Your reply should hold the line containing "Task: pick out every instance of the stone base" and every later line of the records, reproduced exactly, and no other lines.

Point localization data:
********************

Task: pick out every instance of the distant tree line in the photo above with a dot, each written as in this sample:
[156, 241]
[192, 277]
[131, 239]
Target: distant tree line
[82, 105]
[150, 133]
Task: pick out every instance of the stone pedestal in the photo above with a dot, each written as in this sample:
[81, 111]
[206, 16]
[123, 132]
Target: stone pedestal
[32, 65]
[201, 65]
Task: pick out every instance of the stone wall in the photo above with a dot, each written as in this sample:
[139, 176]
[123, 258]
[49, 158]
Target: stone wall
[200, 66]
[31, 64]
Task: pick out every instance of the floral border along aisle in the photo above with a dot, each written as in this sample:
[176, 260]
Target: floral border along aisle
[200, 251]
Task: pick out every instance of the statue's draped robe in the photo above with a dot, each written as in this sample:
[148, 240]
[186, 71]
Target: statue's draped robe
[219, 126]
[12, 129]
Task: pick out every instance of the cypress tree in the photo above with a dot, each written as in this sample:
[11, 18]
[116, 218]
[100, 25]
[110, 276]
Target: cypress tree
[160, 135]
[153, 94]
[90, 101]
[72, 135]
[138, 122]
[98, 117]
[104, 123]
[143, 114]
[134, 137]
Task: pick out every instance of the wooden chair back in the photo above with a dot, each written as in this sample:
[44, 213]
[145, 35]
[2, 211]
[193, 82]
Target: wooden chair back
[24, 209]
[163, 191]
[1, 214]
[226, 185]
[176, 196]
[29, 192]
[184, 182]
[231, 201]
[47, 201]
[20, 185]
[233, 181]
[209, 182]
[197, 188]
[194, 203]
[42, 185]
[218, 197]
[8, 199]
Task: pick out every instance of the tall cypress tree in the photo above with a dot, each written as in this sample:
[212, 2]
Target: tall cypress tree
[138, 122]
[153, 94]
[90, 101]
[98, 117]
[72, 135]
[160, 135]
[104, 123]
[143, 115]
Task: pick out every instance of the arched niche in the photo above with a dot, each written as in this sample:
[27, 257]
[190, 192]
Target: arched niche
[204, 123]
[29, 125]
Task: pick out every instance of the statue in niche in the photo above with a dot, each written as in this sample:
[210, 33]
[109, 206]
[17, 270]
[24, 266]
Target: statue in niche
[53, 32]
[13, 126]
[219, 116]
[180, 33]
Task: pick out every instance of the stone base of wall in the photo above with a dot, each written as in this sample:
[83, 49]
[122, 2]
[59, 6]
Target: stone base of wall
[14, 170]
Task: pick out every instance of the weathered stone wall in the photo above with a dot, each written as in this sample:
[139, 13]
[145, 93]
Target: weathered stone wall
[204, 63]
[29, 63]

********************

Answer box
Task: pick out every instance of the stone base of wall in the photo above with a dot, each written as in this sample:
[83, 49]
[122, 2]
[59, 6]
Target: stone base of wall
[14, 170]
Task: pick out every instance of the weathered stone wall in the photo above with a dot, each written as in this sample:
[139, 13]
[145, 93]
Target: weathered stone wall
[204, 63]
[29, 63]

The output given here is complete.